[START]

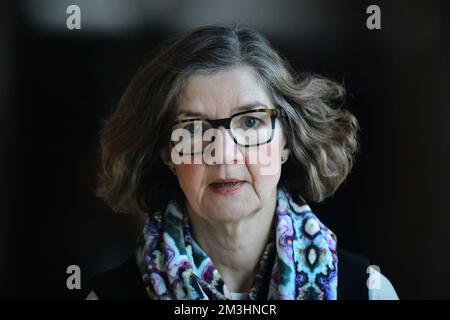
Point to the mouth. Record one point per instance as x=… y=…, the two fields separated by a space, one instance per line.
x=226 y=186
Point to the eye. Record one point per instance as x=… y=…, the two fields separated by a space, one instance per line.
x=250 y=122
x=194 y=127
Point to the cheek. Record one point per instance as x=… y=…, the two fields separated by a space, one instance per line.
x=264 y=164
x=190 y=177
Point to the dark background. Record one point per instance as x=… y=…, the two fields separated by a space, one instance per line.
x=56 y=86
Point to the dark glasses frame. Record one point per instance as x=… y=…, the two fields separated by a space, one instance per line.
x=226 y=122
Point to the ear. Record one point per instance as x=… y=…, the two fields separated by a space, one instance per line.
x=285 y=152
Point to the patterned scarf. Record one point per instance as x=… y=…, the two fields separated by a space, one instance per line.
x=298 y=263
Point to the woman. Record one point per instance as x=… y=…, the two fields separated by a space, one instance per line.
x=219 y=142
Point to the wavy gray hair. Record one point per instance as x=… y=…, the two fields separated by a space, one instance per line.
x=321 y=135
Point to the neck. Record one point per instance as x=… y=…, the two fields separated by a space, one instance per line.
x=235 y=247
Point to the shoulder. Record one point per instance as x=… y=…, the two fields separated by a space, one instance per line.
x=357 y=280
x=119 y=283
x=380 y=288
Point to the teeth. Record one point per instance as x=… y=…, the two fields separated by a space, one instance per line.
x=230 y=183
x=227 y=184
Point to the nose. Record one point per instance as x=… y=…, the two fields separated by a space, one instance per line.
x=226 y=151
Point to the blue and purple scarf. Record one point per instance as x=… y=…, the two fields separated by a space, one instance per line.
x=298 y=263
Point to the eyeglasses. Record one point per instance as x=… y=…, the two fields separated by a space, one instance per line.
x=247 y=128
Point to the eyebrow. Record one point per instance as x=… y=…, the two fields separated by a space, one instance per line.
x=248 y=106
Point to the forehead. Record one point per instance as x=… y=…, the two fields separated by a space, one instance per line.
x=222 y=91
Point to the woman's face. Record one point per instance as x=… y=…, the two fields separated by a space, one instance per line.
x=217 y=96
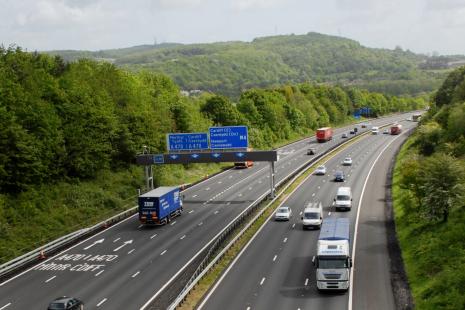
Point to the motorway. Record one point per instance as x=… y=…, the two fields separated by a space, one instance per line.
x=127 y=265
x=275 y=270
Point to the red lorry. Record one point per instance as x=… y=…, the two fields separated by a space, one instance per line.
x=396 y=129
x=324 y=134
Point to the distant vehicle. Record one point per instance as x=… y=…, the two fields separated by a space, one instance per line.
x=324 y=134
x=333 y=261
x=312 y=216
x=339 y=176
x=343 y=199
x=283 y=214
x=320 y=170
x=66 y=303
x=159 y=205
x=396 y=129
x=347 y=161
x=311 y=151
x=243 y=164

[END]

**What to produce**
Copy the lines from the one containing "Point to the patterned" through the one containing "x=321 y=135", both included, and swap "wavy gray hair" for "curly gray hair" while leaving everything else unchanged.

**Correct answer**
Point to the patterned scarf. Record one point per instance as x=… y=…, the two fields separated by a space, one instance per line.
x=298 y=263
Point to the woman. Record one point per instance as x=… y=…, the two fields separated by a space, one instance per line.
x=219 y=142
Point to the curly gray hair. Record one point per instance as x=… y=…, the two fields separated by a space, one instance per line.
x=321 y=135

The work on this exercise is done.